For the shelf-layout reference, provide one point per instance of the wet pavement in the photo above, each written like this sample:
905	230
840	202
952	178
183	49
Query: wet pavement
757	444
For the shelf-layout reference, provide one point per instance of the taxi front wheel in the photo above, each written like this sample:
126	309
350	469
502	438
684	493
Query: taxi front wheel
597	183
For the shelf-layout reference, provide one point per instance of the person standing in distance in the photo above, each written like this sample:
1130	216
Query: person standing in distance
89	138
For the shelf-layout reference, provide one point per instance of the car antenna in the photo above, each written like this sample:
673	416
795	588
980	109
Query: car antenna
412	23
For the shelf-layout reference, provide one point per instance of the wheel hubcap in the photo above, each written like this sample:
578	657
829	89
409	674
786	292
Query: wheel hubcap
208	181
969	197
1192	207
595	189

▬▬▬

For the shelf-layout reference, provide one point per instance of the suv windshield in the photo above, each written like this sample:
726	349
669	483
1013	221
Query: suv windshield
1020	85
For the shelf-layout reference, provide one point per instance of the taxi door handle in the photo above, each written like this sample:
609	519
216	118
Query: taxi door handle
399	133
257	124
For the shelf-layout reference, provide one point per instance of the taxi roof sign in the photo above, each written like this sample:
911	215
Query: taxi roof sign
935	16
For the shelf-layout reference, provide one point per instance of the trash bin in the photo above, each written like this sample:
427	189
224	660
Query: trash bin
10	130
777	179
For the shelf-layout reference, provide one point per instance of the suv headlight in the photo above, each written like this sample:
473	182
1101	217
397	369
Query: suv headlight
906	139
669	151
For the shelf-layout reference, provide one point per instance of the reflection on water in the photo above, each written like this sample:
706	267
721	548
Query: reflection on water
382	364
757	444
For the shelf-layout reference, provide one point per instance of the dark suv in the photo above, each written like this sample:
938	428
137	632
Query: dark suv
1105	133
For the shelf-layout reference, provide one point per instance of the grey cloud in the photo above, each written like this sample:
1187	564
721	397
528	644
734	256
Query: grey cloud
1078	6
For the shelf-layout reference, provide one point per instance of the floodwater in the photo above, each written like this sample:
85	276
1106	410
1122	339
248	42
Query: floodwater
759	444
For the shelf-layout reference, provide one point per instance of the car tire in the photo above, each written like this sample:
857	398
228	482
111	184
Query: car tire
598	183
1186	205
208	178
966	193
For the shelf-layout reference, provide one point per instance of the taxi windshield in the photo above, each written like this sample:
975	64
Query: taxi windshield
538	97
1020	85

▬▬▬

= Stated exercise =
Locate every line in the rows above that contains the word "handle" and copy each of those lines out.

= Answer in full =
For the shelf-layout reference, provide one point per instance of the taxi door handle in the photo above, each written like this sample:
Query: taxi door handle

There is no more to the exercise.